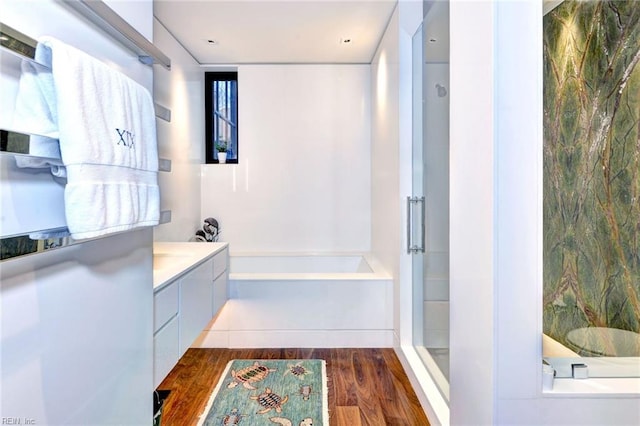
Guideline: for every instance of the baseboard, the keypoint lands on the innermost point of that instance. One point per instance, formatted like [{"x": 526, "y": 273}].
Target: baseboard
[{"x": 434, "y": 405}]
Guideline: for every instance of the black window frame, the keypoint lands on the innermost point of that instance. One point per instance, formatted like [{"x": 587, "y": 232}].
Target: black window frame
[{"x": 210, "y": 77}]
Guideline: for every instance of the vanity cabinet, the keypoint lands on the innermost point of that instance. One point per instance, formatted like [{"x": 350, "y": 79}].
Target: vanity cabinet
[{"x": 184, "y": 306}]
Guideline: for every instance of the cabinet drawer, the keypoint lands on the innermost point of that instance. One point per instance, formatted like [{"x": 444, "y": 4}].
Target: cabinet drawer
[
  {"x": 220, "y": 262},
  {"x": 166, "y": 351},
  {"x": 165, "y": 305}
]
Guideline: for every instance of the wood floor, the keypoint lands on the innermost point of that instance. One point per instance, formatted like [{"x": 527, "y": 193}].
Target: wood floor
[{"x": 366, "y": 386}]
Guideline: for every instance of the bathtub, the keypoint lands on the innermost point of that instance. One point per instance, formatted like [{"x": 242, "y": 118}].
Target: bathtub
[
  {"x": 304, "y": 300},
  {"x": 283, "y": 266}
]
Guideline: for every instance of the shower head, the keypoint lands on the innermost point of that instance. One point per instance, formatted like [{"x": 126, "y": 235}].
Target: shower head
[{"x": 442, "y": 91}]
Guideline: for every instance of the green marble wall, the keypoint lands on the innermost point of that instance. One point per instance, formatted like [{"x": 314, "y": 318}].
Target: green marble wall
[{"x": 591, "y": 166}]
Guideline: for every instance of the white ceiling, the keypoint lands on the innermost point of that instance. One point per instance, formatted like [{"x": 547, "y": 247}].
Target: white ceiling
[{"x": 267, "y": 31}]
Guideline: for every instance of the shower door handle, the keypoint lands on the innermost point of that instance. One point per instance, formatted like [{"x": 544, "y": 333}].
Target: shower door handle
[{"x": 412, "y": 203}]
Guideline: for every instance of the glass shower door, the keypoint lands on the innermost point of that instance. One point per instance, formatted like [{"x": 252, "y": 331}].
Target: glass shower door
[{"x": 428, "y": 205}]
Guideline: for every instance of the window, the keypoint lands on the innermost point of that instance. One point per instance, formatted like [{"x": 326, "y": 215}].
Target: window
[{"x": 221, "y": 109}]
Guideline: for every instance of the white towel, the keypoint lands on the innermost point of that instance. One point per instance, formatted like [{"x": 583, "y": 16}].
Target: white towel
[{"x": 108, "y": 145}]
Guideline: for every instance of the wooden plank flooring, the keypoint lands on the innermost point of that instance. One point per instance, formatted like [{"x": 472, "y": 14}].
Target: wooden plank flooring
[{"x": 367, "y": 387}]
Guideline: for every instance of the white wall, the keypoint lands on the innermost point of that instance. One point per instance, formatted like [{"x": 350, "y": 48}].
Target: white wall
[
  {"x": 303, "y": 178},
  {"x": 181, "y": 140},
  {"x": 386, "y": 220},
  {"x": 496, "y": 226}
]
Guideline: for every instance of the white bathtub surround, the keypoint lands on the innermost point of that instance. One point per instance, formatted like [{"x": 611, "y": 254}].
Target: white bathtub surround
[
  {"x": 190, "y": 287},
  {"x": 303, "y": 181},
  {"x": 329, "y": 301}
]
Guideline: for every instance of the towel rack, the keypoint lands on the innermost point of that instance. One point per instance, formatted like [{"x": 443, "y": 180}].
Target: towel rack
[
  {"x": 24, "y": 46},
  {"x": 106, "y": 19}
]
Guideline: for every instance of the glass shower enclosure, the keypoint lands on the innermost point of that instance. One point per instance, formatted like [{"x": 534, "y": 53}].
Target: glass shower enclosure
[{"x": 428, "y": 205}]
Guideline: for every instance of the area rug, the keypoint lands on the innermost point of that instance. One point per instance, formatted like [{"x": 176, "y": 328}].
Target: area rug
[{"x": 267, "y": 392}]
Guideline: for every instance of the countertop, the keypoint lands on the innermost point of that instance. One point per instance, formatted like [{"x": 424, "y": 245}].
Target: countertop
[{"x": 172, "y": 259}]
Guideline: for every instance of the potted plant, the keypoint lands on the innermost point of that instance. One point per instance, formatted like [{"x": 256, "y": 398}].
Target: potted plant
[{"x": 222, "y": 151}]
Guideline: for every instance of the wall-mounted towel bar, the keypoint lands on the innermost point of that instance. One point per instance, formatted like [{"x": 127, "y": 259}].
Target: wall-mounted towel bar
[
  {"x": 37, "y": 242},
  {"x": 13, "y": 142},
  {"x": 106, "y": 19}
]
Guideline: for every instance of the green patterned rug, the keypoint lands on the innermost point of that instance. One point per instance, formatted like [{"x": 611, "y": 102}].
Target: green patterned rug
[{"x": 268, "y": 392}]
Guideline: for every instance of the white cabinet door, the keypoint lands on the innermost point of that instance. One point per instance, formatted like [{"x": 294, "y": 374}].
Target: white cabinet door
[
  {"x": 220, "y": 292},
  {"x": 166, "y": 350},
  {"x": 196, "y": 310}
]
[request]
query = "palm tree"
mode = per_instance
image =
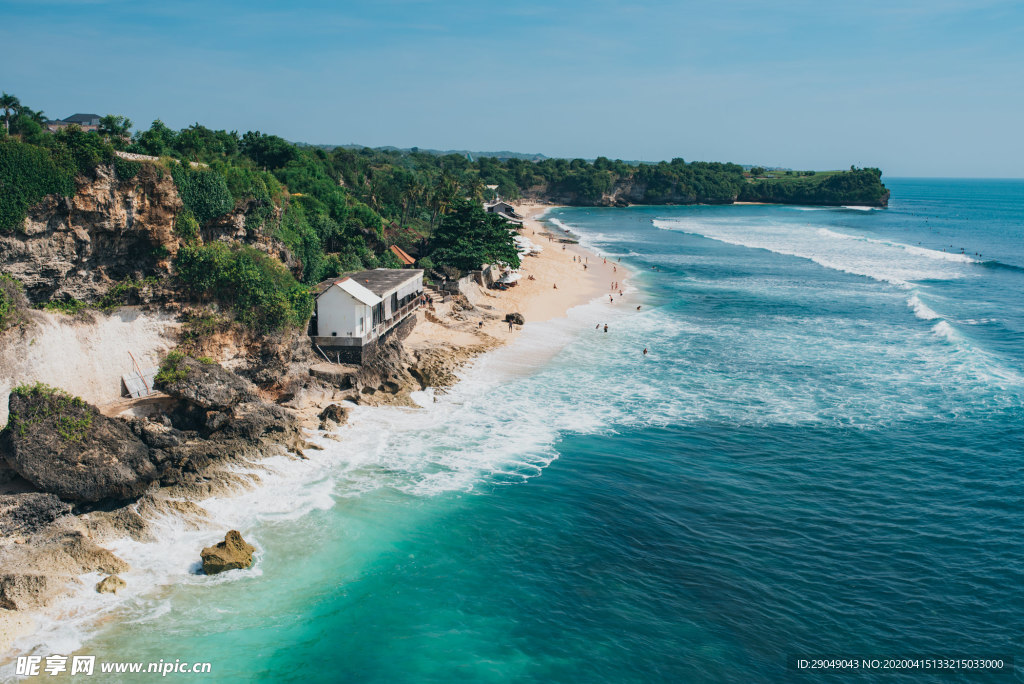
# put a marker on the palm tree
(8, 103)
(475, 189)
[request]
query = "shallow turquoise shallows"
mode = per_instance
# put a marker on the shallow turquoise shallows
(821, 455)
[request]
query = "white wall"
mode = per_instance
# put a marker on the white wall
(338, 311)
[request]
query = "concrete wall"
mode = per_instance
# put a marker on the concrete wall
(339, 312)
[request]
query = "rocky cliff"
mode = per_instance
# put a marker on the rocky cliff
(113, 229)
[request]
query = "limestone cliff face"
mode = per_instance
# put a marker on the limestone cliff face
(110, 229)
(113, 229)
(623, 193)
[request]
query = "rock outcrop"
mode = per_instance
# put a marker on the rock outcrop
(112, 584)
(66, 446)
(333, 416)
(108, 230)
(27, 513)
(208, 386)
(231, 554)
(43, 566)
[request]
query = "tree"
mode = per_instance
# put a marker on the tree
(269, 152)
(8, 103)
(116, 129)
(469, 238)
(158, 140)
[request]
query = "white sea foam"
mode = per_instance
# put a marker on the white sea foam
(921, 309)
(883, 260)
(943, 330)
(912, 249)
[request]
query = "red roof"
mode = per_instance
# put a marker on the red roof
(406, 259)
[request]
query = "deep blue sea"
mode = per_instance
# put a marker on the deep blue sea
(820, 456)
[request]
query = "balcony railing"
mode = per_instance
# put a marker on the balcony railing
(396, 316)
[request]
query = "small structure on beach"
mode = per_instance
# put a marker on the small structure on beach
(402, 256)
(506, 211)
(355, 312)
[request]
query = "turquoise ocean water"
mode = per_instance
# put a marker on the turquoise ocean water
(821, 455)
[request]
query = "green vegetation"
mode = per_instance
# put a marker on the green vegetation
(469, 238)
(12, 302)
(185, 226)
(339, 209)
(72, 416)
(71, 306)
(856, 186)
(126, 169)
(28, 174)
(126, 292)
(170, 369)
(204, 193)
(262, 293)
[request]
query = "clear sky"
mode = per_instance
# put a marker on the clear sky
(931, 88)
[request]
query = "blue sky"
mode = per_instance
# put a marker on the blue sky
(916, 88)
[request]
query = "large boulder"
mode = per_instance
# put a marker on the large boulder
(66, 446)
(112, 584)
(206, 385)
(231, 554)
(29, 512)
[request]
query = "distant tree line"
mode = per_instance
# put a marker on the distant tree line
(339, 210)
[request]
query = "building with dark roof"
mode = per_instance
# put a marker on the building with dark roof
(355, 312)
(88, 122)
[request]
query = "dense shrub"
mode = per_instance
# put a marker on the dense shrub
(72, 416)
(29, 173)
(12, 302)
(126, 168)
(262, 293)
(185, 226)
(469, 238)
(302, 241)
(203, 191)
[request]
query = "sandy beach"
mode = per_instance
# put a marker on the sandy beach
(553, 282)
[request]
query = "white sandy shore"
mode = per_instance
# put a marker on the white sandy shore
(460, 335)
(559, 284)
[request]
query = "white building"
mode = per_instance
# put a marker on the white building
(506, 211)
(355, 311)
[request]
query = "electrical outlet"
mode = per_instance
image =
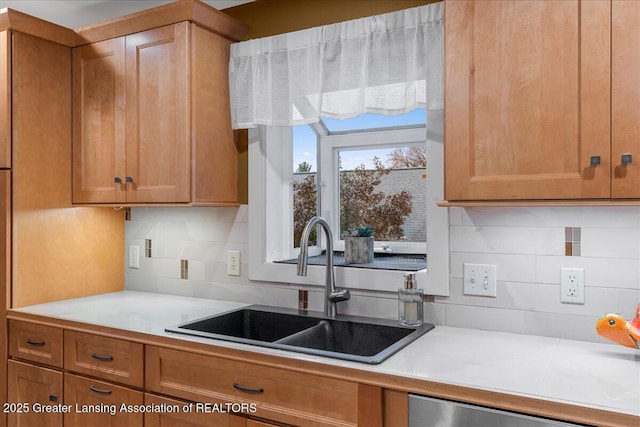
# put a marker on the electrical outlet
(479, 279)
(233, 263)
(134, 257)
(572, 285)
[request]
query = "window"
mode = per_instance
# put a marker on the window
(279, 161)
(369, 171)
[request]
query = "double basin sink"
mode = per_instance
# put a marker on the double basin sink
(358, 339)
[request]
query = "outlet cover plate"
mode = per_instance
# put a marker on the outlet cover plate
(572, 285)
(233, 263)
(479, 279)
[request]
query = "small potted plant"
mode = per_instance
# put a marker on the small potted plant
(358, 245)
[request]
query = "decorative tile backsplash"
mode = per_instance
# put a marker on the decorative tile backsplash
(528, 246)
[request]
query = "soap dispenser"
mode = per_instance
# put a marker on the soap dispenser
(410, 302)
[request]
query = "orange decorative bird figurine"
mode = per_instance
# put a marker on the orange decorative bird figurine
(615, 328)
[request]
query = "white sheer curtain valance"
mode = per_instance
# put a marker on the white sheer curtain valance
(385, 64)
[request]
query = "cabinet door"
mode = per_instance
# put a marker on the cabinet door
(29, 387)
(158, 128)
(5, 99)
(179, 413)
(99, 122)
(98, 403)
(527, 99)
(625, 99)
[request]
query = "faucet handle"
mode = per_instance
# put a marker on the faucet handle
(338, 296)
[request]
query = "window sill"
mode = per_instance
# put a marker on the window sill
(396, 262)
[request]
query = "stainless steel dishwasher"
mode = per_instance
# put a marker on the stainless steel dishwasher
(430, 412)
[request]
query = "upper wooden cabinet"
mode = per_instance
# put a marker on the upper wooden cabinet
(5, 100)
(152, 119)
(528, 99)
(625, 99)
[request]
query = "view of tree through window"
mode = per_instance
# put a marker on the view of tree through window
(383, 187)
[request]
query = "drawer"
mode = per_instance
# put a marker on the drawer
(112, 359)
(99, 403)
(181, 417)
(29, 385)
(38, 343)
(271, 393)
________________________
• _PROBLEM STATEMENT_: Everything from the line with "Guideline: for every instance of the glass shower door, the" through the line with "Guideline: for every instance of the white wall, the" should be written out exactly as it appears above, end lines included, and nothing outside that range.

• _RESPONSE FOR THIS EXERCISE_:
Guideline: for every instance of the glass shower door, the keypoint lands on the innermost point of that instance. One point per instance, formatted like [{"x": 252, "y": 331}].
Target: glass shower door
[{"x": 428, "y": 205}]
Guideline: for every instance of the window, the keypoint lands on the innermost point of that instance. One point per instance, formatted like [{"x": 326, "y": 215}].
Target: window
[{"x": 221, "y": 109}]
Guideline: for every instance of the white towel, the keypoint lands on the innermost point of that instance. One point per instance, formatted like [{"x": 583, "y": 16}].
Target: white towel
[{"x": 108, "y": 145}]
Guideline: for every instance of the wooden plank flooring, the keypoint lands on the innermost point of that instance. One point per instance, formatted like [{"x": 472, "y": 14}].
Target: wooden plank flooring
[{"x": 367, "y": 387}]
Guideline: for every instance of the white wall, the keypoint lands on the innermost point of that instance. One point per instance, formatted like [{"x": 350, "y": 48}].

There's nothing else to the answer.